## Your instructions
Copy out all the lines of the data that hold the word "hand".

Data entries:
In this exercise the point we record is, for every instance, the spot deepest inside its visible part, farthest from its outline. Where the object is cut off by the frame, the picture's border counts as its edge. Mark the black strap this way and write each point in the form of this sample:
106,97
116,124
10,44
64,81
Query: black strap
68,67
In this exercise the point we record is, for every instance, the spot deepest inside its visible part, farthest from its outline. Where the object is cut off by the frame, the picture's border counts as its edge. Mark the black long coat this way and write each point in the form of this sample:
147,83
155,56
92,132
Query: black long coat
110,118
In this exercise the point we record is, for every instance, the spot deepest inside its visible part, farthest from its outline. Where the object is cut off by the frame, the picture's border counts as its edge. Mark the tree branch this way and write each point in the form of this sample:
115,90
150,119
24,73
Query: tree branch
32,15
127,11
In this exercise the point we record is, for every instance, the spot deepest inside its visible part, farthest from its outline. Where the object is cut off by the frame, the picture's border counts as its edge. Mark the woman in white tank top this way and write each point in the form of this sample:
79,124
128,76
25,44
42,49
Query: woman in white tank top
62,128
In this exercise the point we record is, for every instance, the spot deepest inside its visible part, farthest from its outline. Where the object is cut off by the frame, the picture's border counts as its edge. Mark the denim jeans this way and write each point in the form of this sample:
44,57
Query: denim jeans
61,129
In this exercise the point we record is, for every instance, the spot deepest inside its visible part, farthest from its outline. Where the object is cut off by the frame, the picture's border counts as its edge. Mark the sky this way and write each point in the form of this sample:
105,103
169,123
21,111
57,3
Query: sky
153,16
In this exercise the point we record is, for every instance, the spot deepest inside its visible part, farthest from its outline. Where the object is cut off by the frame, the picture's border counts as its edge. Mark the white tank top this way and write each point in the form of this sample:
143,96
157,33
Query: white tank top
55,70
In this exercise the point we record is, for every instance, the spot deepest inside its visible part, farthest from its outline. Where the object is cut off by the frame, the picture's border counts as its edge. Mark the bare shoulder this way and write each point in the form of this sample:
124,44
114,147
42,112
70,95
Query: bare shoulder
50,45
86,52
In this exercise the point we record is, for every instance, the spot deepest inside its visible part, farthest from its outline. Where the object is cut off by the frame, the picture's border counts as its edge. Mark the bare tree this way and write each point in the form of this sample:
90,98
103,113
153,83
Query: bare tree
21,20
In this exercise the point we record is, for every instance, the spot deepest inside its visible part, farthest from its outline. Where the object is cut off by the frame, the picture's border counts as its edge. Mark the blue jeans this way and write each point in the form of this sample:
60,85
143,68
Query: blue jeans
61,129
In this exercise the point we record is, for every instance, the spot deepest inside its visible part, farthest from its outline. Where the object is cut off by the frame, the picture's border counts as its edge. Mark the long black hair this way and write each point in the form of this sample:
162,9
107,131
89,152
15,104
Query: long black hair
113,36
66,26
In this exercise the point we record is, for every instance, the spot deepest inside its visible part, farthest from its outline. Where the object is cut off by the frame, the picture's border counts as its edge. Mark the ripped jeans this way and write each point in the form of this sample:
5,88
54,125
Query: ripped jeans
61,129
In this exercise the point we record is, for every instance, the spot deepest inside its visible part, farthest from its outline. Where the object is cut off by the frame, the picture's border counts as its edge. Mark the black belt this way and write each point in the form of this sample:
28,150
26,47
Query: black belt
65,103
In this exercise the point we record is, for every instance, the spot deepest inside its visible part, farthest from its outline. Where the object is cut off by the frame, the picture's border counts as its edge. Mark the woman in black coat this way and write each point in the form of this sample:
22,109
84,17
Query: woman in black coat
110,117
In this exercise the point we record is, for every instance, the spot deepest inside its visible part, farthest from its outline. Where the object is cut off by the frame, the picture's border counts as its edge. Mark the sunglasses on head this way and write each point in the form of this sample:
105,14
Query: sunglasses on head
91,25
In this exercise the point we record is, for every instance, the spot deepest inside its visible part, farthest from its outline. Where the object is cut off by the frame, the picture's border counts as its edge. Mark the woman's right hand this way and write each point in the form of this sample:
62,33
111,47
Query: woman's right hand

## Answer
In this exercise the point we record is, for every instance, the spot deepest inside its visible part, farthest from its outline. Where the object is cut off by the frame, the picture's border counts as its edge. Mark the woman's right hand this way and write each point in the form of this sample:
Query: woman's right hand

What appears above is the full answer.